## The exercise
Copy the lines of the records starting at the line containing "Note: point to every instance of the bride's smiling" and ending at the line containing "x=184, y=206", replacing "smiling" with "beaming" and leaving everything else unchanged.

## Object location annotation data
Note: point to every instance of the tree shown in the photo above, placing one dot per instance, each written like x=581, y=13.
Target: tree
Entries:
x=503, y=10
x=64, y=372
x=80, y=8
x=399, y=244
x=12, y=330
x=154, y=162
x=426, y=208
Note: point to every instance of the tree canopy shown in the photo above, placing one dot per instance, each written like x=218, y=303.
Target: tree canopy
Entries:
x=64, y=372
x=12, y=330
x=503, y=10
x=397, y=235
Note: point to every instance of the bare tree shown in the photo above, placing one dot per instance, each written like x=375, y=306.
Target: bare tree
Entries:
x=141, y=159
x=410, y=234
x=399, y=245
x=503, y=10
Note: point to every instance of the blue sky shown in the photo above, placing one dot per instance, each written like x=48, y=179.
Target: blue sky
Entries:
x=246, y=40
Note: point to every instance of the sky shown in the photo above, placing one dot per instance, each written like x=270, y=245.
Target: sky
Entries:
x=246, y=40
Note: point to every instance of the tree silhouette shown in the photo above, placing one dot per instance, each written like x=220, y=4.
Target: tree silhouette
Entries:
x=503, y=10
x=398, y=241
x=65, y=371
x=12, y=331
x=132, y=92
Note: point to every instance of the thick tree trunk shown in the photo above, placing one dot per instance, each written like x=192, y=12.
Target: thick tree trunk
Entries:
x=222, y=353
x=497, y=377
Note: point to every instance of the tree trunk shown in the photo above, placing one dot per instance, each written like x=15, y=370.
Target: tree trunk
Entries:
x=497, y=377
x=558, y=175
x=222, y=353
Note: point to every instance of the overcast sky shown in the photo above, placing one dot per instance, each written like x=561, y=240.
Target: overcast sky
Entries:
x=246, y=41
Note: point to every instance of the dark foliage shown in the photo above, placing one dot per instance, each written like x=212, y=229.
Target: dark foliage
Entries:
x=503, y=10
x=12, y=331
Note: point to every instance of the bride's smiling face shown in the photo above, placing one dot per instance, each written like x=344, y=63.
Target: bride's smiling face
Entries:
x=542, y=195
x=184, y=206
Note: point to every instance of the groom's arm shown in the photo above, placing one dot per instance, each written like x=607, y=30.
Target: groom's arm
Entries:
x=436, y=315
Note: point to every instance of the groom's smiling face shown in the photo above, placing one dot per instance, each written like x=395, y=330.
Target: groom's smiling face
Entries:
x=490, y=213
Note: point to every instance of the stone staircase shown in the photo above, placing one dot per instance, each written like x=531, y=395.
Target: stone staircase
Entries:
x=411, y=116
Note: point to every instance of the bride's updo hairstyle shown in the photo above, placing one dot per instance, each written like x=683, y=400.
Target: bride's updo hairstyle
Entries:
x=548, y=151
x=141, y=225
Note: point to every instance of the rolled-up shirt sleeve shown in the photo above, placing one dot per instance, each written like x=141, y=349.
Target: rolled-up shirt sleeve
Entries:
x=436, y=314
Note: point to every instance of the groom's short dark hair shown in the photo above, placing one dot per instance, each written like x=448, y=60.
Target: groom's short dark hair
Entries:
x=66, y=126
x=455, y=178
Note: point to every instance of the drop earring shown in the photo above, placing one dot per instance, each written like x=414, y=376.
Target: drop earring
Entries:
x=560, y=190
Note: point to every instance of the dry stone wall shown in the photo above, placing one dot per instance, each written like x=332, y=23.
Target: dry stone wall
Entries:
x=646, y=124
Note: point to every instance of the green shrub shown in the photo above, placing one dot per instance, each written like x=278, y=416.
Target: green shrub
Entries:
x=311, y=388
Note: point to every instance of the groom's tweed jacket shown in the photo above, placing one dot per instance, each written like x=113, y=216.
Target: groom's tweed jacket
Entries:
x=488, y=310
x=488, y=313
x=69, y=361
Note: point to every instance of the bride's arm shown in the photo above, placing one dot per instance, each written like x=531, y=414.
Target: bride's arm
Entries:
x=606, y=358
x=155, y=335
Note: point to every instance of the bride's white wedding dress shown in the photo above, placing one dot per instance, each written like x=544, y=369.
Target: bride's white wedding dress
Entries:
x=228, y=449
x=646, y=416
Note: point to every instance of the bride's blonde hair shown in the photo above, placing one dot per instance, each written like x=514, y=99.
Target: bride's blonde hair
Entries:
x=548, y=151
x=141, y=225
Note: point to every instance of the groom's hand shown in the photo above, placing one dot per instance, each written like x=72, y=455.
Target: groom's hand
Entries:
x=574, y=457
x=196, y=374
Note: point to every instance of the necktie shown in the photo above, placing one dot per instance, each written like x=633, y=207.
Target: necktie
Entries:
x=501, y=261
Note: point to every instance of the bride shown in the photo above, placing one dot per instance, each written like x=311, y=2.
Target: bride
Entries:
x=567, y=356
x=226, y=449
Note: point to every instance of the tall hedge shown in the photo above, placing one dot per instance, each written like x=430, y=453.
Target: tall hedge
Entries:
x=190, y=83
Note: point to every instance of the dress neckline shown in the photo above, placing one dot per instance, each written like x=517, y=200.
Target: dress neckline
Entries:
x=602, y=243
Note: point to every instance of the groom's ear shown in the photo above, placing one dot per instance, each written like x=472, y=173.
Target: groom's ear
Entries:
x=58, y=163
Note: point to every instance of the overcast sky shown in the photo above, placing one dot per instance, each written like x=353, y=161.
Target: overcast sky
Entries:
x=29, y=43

## Correct output
Note: point to every instance of the bride's beaming face shown in the photo above, placing one dot per instance, each written like x=344, y=63.
Target: bride's beaming face
Entries:
x=542, y=195
x=184, y=206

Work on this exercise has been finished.